Given problem
Answer these from the passage on Rolex ladies' watches:
1. In what year was Rolex formed?
2. After which war did the men's wristwatch really come into its own?
3. Which two names was the ladies range mainly centered around after the Second World War?

Considering that for the first hundred years or so of their existence, wristwatches were the sole preserve of women, you would think Rolex, the world’s most successful manufacture, would have a much better stocked archive of ladies models.
However when the company was formed, in 1905, it was at a time when the first inklings of the wristwatch’s usefulness to men over the ubiquitous pocket watch were being felt.
Wartime battlefields were the real proving grounds, with frontline soldiers finding having a timepiece that could be read at a glance rather than one that had to be fished out of a tunic, opened and then put back, could be a literal lifesaver.
Nevertheless, the real heyday of the men’s wristwatch was still a good few decades off, really coming into its own post WWII.
Much of Rolex’s early output, then, was split fairly evenly between male and female pieces, the latter a relatively eclectic mix of dainty dress watches and scaled-down versions of the more robust looking men’s models.
Art Deco influences were widespread; the design movement from the 1920s and 30s which could be found in both luxury goods as well as mass-produced merchandise of the time, characterized by sleek and stylized geometric forms.
After the Second World War, Rolex began to concentrate very much on its men’s collection, leading to some of the most iconic timepieces ever created. The ladies range was centered around just a small handful of names, particularly the Lady-Datejust and the simple Oyster Perpetual. These were mainly sub-30mm varieties of the originals, their smaller dimensions giving them an innate elegance, while the liberal use of precious stones on bezels and hour markers lent a touch of opulence.

Provided records
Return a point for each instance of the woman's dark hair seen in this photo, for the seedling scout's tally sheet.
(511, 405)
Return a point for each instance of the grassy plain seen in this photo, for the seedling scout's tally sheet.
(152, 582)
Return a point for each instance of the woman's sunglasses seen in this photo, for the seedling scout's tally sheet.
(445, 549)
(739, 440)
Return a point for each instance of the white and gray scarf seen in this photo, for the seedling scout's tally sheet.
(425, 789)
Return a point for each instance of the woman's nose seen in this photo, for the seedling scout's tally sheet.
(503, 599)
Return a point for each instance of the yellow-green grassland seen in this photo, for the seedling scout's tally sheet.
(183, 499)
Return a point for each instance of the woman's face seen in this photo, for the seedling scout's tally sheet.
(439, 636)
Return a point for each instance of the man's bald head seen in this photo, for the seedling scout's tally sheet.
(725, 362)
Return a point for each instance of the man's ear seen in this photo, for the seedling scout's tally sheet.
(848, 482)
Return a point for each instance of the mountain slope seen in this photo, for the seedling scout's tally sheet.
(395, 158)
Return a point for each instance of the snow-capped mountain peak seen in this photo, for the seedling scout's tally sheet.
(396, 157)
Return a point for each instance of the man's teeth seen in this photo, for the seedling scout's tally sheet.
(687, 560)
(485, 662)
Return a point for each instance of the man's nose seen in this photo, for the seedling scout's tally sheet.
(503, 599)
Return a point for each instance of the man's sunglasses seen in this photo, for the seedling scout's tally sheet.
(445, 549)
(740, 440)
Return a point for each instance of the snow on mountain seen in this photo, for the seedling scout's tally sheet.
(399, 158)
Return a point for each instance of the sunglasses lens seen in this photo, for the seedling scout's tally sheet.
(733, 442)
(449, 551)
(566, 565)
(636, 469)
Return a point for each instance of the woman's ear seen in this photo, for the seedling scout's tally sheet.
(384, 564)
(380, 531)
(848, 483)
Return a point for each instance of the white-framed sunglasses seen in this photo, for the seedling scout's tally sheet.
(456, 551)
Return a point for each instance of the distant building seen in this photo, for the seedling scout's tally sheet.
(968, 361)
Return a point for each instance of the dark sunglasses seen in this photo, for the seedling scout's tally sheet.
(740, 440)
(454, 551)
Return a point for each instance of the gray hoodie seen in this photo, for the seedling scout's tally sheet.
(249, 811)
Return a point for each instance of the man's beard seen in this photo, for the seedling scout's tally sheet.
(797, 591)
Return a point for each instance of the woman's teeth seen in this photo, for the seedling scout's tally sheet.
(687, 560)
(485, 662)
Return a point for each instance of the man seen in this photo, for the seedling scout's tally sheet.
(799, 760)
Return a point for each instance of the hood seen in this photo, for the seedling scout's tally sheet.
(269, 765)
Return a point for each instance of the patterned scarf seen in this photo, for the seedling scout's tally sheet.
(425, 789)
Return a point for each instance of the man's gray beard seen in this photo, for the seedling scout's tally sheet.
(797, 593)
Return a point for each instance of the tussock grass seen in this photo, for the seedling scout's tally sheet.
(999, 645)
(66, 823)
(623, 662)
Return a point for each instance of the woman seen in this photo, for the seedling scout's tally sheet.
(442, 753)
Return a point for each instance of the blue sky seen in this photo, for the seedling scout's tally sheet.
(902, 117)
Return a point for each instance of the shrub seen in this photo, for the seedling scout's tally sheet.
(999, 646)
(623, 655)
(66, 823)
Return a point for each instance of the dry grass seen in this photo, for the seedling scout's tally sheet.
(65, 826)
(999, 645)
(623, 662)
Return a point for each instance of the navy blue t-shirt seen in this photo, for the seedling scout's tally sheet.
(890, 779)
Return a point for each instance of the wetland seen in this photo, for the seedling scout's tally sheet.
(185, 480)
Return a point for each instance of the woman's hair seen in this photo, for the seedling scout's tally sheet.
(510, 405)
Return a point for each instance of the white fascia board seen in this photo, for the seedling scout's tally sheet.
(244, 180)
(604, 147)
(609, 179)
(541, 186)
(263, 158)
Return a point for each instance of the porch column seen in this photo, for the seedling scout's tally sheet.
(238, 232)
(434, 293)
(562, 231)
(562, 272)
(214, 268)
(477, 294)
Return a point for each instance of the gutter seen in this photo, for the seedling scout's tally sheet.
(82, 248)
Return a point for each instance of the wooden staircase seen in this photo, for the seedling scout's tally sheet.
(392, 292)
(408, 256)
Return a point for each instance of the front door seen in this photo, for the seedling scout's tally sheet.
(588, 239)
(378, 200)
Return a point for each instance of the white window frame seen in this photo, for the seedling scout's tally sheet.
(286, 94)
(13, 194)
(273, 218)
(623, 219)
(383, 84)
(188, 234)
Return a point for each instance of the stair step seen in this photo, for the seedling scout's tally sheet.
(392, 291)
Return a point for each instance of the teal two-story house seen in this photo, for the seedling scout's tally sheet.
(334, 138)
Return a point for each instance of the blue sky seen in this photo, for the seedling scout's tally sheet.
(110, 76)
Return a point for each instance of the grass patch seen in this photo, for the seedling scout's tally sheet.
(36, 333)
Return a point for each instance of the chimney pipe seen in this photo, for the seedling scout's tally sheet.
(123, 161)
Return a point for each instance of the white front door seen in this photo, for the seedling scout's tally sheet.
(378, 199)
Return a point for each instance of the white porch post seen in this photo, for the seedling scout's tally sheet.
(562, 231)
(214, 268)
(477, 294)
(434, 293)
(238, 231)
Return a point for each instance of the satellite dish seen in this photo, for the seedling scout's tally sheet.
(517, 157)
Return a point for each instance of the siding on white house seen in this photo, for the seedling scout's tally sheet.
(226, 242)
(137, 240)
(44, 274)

Response
1. 1905
2. World War II
3. The Lady-Datejust and the Oyster Perpetual